-- Begin Extract to read --

Tutuola's language is uncorrupted by Western literary gimmicks, words are short and simple, but the impact is fresh and poetic. "It was not yet eight o'clock in the night before everybody slept in this town, and again when it was ten o'clock a heavy rain came and beat me till the morning, and also the mosquitoes which were as big as flies did not let me rest once till the morning, but I had no hands to be driving them away from my body, although it is only in this "Bush of Ghosts" such big mosquitoes could be found, and I was in the rain throughout the night I was feeling the cold so that I was shaking together with my voice, but had no fire to warm my body." ('My Life with Cows,' in The Palm-Wine Drinkard and My Life in the Bush of Ghosts, p. 46)

The first full-length study of Amos Tutuola, written by Harold Collins, came out in 1969. After The Palm-Wine Drinkard Tutuola never had quite the same success. Reviewers complained that Tutuola's idiom has lost its charm and spontaneity and there is none of the nightmare fascination of the earlier books. He continued to explore Yoruba traditions and its folkloric sources, and published such works as The Witch-Herbalist of the Remote Town (1981) and The Village Witch Doctor and Other Stories (1990), in which ghosts, sorcerers, and magic continue their existence in the modern world of clocks, televisions, and telephones. My Life in the Bush of Ghosts contains the story 'Television-handed Ghostess,' in which the narrator meets a ghostess, who has sores on her head and all over her body. She tells her story: she would be healed if the narrator licks her sore every day with his tongue for ten years. "Having related her story and said that if I am licking the sore it would be healed as the sorcerers said, so I replied—"I want you to go back to your sorcerers and tell them I refuse to lick the sore." After I told her like this she said again—"It is not a matter of going back to the sorcerers, but if you can do it look at my palm or hand." But when she told me to look at her palm and opened it nearly to touch my face, it was exactly as a television, I saw my town, mother, brother and all my playmates, then she was asking me frequently—"do you agree to be licking the sore with your tongue, tell me, now, yes or no?" (The Palm-Wine Drinkard and My Life in the Bush of Ghosts, pp. 162-163)

-- End Extract to read --
-- Begin Raw data --

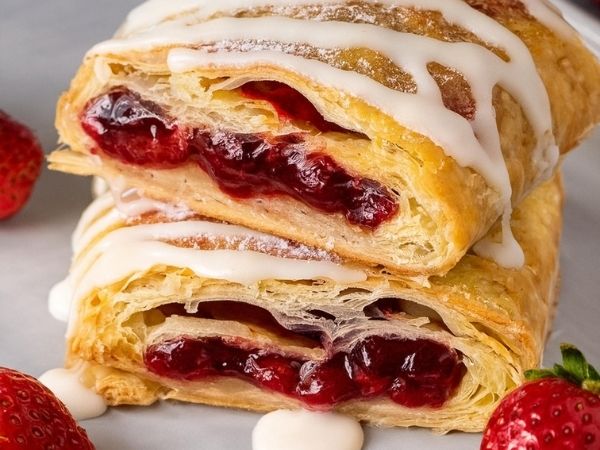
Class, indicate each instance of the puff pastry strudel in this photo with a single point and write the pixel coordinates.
(392, 132)
(170, 305)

-- End Raw data --

▶ Work to do
- a) In the passage on Amos Tutuola, list everything the narrator sees when the ghostess opens her palm.
- b) Answer from the passage on Amos Tutuola, one line each:
(i) Who wrote the first full-length study of Tutuola, and in what year did it come out?
(ii) How big were the mosquitoes in the "Bush of Ghosts"?
(iii) For how long would the ghostess's sore need to be licked for it to heal?

▶ Answers to the exercises
- a)
- The narrator's town
- Mother
- Brother
- All the narrator's playmates

- b)
(i) Harold Collins, 1969
(ii) As big as flies
(iii) Every day for ten years